## Work request
Reading the records below, how many lines contain "bbox"? Respond with a number and nothing else.

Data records
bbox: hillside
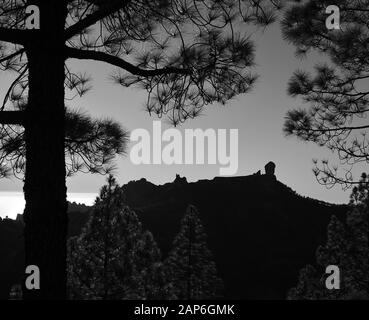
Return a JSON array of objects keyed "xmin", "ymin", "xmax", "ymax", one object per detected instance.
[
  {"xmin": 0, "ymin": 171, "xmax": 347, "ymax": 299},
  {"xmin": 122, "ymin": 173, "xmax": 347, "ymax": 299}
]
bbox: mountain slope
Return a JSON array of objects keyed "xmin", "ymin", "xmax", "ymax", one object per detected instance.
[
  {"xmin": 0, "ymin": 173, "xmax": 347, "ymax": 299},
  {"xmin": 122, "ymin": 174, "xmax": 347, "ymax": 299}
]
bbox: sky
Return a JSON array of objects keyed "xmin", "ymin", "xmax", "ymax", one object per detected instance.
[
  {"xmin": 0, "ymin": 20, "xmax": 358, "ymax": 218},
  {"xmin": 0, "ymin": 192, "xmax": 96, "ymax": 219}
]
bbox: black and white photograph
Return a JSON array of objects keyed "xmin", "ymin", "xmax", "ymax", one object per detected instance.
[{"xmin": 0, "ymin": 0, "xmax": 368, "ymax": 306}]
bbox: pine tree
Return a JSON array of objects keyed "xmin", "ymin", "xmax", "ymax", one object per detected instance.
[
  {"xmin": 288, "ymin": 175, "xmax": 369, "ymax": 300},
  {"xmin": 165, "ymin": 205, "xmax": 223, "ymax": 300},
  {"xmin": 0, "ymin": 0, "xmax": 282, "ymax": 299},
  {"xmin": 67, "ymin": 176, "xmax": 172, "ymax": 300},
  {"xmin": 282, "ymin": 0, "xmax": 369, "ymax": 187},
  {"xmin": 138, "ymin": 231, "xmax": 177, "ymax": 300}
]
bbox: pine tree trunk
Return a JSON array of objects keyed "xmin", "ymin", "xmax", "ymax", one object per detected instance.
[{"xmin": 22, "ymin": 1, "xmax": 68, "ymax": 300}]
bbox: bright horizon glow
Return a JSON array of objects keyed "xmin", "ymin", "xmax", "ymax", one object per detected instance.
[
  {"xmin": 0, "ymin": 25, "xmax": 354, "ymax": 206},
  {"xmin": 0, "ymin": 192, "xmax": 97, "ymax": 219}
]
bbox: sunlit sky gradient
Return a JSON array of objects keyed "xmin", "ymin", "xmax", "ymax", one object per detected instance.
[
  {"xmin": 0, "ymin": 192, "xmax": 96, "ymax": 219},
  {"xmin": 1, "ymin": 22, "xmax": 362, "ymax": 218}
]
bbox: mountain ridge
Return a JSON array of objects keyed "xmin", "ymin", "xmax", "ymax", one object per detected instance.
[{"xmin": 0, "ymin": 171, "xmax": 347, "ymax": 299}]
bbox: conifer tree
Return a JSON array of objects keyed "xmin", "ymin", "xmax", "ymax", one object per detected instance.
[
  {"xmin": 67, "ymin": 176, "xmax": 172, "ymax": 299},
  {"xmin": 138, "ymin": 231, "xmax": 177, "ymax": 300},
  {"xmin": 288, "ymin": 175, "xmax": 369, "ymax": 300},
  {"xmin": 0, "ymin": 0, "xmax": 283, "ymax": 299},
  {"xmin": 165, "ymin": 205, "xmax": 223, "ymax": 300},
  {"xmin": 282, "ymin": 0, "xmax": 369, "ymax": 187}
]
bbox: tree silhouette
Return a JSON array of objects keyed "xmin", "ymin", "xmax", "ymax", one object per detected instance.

## Exercise solution
11